>> Begin Input material

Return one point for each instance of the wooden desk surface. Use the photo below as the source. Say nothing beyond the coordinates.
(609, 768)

>> End Input material
>> Begin Input material

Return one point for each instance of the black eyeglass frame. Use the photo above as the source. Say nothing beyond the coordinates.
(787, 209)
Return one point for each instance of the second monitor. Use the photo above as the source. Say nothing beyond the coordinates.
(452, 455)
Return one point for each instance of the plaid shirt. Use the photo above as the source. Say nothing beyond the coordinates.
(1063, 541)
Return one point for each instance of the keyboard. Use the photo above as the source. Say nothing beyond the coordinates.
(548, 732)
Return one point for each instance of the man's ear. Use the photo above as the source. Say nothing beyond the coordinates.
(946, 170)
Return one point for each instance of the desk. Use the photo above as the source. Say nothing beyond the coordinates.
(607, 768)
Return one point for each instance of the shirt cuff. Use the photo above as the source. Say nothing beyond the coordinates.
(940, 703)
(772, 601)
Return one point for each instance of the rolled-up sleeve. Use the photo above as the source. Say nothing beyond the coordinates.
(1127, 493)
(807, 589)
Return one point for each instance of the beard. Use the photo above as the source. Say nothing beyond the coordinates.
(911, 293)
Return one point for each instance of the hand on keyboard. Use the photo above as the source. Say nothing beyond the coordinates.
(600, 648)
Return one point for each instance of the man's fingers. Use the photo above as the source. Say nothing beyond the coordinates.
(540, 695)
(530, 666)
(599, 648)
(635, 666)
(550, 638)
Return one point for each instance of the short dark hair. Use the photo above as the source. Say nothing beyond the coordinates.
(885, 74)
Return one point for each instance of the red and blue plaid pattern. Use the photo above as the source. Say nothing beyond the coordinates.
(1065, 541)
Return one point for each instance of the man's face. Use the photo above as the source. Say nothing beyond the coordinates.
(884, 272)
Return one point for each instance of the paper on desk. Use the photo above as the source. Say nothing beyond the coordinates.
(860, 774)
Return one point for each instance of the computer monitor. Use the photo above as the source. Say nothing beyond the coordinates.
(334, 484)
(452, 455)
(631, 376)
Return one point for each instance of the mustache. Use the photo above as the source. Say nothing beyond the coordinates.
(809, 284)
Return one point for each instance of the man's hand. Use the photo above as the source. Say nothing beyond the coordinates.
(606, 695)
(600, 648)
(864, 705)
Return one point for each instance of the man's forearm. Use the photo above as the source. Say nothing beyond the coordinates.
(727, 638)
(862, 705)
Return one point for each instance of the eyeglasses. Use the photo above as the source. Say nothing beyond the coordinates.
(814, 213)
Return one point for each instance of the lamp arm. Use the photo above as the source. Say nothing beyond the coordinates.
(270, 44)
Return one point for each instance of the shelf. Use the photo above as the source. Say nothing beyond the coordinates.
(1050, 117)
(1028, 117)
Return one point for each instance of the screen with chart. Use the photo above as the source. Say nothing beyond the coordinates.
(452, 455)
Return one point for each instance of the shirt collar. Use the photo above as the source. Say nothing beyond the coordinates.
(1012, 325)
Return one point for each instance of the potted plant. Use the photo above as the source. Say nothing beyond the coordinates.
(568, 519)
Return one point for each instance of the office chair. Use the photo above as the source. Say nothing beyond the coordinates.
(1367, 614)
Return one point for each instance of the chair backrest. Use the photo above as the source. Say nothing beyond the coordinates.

>> End Input material

Task brief = Please copy out every line above that contains the string "plaid". The match is case-sensitive.

Full response =
Return one point for each instance of the plaid shirt. Use the photo above as the source. Say nothing beyond the coordinates.
Return one point for each instance of the red and blue plaid pattern. Use the photo above as the source. Say nothing beyond the coordinates.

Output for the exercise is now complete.